## Given task A:
Quote the entire forum thread on feeding pigeons before a race, keeping every line as it appears.

[Page text start]

# Feed before race



## thbaig1 (Sep 3, 2012)

Hi,
I have a question regarding feed before race. while we liberate birds, their gutt should be empty ? 

as people here says that pigeon should not have a single piece of grain in his gutt while liberating.

What is best practice to feed before race day ?

Thanks


----------



## Pollo70 (Jan 3, 2012)

To each his own but most fanciers that compete in races will not share much feeding tips that have to do with the day before crating the birds for race day.that is one of the most critical part of being in the top 10 or 20 percent on the race sheet all I can say is anything under 200 miles feed light anything over 300 miles the need that extra fuel.. lots of it is what your feeding and everyone has their own opinions.. just remember one thing fat birds don't win races!


----------



## Crazy Pete (Nov 13, 2008)

Fat birds don't fly well they do they just don't race, for a 100-200 I feed a lot of fatty grains Thursday morning and nothing on Friday if it is a Saturday race. Any thing after 300 I give them plenty of Spanish peanuts, saflower and mabe hemp they have a lot of oil just in case it rains. In the real long races use corn oil even more fat it takes aout 48 hours for the fat to get in their system and you only do this if the birds are in top shape. If you over feed the day before the race they may not trap in super fast, then you just lost the race.
Dave


----------



## thbaig1 (Sep 3, 2012)

thank you Polo and Dave for valuable comments.
I agree about before race fats and related component, also agree with trapping issues.

But while liberation , pigeon gutt should be empty ? it means whatever one is feeding it should digest before liberation and gutt should remain empty


----------



## Crazy Pete (Nov 13, 2008)

[Page text end]
[Supplied records start]

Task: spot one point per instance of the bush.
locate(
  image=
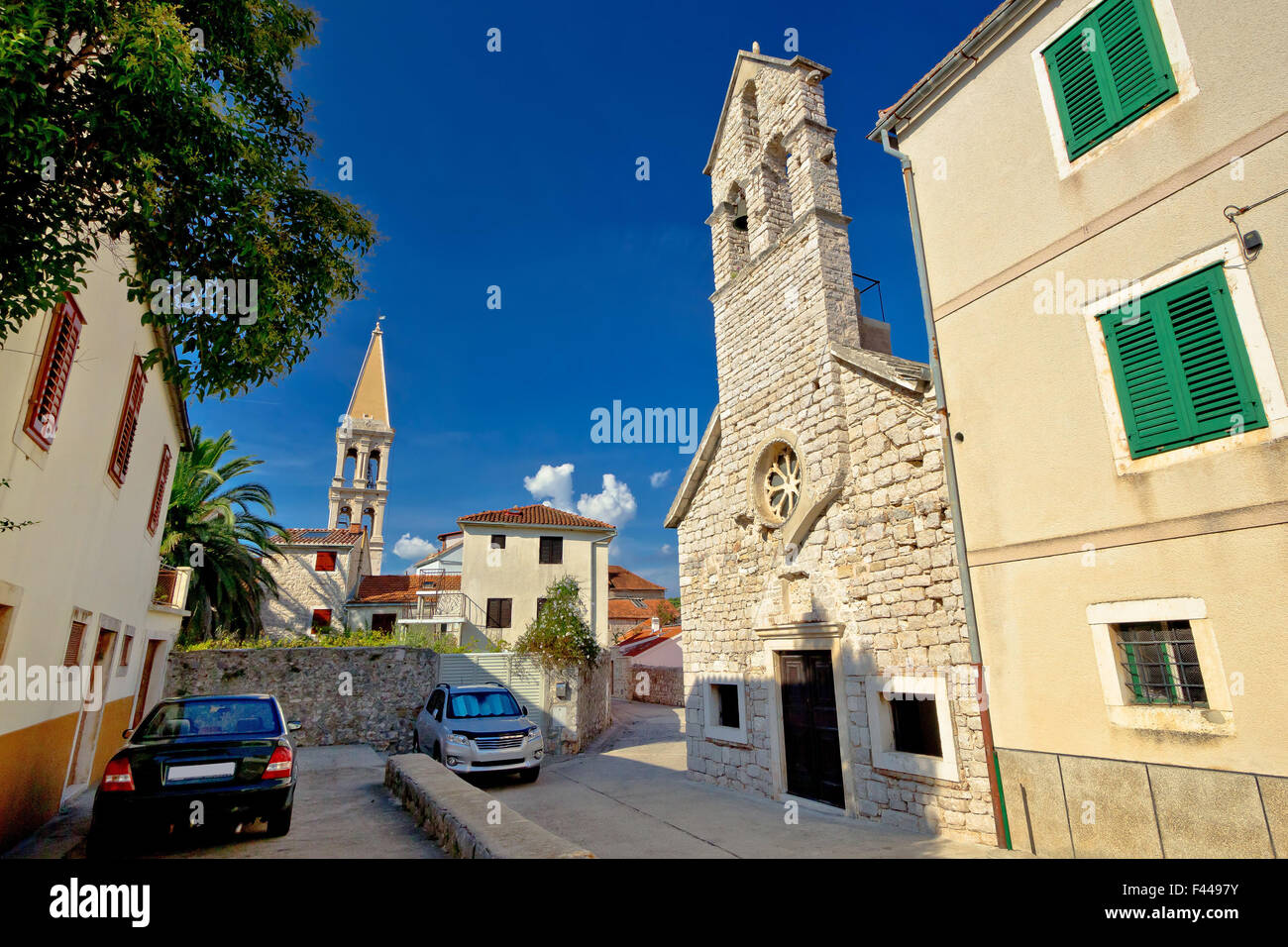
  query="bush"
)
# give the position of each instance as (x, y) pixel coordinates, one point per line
(559, 637)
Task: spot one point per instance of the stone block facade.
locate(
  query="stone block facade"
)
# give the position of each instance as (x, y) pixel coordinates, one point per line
(862, 566)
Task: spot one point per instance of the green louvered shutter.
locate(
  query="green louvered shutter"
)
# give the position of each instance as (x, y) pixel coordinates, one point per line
(1181, 368)
(1108, 69)
(1144, 380)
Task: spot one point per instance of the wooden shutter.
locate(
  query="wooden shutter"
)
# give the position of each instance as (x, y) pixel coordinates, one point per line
(1180, 368)
(119, 466)
(71, 657)
(55, 368)
(1108, 69)
(159, 493)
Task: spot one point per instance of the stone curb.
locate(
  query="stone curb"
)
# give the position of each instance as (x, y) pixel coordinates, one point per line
(455, 814)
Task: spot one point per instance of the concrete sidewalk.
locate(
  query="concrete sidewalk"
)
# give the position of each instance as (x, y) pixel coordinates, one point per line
(630, 797)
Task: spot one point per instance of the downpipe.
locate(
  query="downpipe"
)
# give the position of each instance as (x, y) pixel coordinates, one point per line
(890, 144)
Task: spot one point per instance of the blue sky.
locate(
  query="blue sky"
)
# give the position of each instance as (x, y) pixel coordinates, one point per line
(516, 169)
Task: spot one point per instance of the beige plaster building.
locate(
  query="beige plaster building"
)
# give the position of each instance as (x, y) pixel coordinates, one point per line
(510, 558)
(1113, 356)
(825, 655)
(89, 454)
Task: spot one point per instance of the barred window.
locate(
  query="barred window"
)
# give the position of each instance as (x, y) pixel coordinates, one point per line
(1160, 663)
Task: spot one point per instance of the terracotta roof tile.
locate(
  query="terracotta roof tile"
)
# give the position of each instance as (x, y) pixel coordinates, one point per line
(323, 538)
(402, 587)
(535, 514)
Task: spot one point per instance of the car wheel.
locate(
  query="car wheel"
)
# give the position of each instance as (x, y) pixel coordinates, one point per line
(279, 823)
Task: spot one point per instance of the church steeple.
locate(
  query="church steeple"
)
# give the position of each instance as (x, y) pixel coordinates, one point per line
(359, 495)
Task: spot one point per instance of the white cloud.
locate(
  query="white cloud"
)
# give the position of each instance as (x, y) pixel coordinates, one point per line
(553, 482)
(613, 504)
(412, 548)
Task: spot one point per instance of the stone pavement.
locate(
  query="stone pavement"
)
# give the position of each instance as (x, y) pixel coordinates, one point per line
(629, 797)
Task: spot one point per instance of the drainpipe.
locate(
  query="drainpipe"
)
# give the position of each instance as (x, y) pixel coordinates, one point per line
(890, 142)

[Supplied records end]

## Given task B:
Print the lines of the rows that start at the line containing "Task: spot one point per instance of the drainpipe." and continue through the last line of the rows.

## Worked solution A:
# Feed before race



## thbaig1 (Sep 3, 2012)

Hi,
I have a question regarding feed before race. while we liberate birds, their gutt should be empty ? 

as people here says that pigeon should not have a single piece of grain in his gutt while liberating.

What is best practice to feed before race day ?

Thanks


----------



## Pollo70 (Jan 3, 2012)

To each his own but most fanciers that compete in races will not share much feeding tips that have to do with the day before crating the birds for race day.that is one of the most critical part of being in the top 10 or 20 percent on the race sheet all I can say is anything under 200 miles feed light anything over 300 miles the need that extra fuel.. lots of it is what your feeding and everyone has their own opinions.. just remember one thing fat birds don't win races!


----------



## Crazy Pete (Nov 13, 2008)

Fat birds don't fly well they do they just don't race, for a 100-200 I feed a lot of fatty grains Thursday morning and nothing on Friday if it is a Saturday race. Any thing after 300 I give them plenty of Spanish peanuts, saflower and mabe hemp they have a lot of oil just in case it rains. In the real long races use corn oil even more fat it takes aout 48 hours for the fat to get in their system and you only do this if the birds are in top shape. If you over feed the day before the race they may not trap in super fast, then you just lost the race.
Dave


----------



## thbaig1 (Sep 3, 2012)

thank you Polo and Dave for valuable comments.
I agree about before race fats and related component, also agree with trapping issues.

But while liberation , pigeon gutt should be empty ? it means whatever one is feeding it should digest before liberation and gutt should remain empty


----------



## Crazy Pete (Nov 13, 2008)

## Worked solution B:
Task: spot one point per instance of the drainpipe.
locate(
  query="drainpipe"
)
# give the position of each instance as (x, y) pixel coordinates, one point per line
(890, 142)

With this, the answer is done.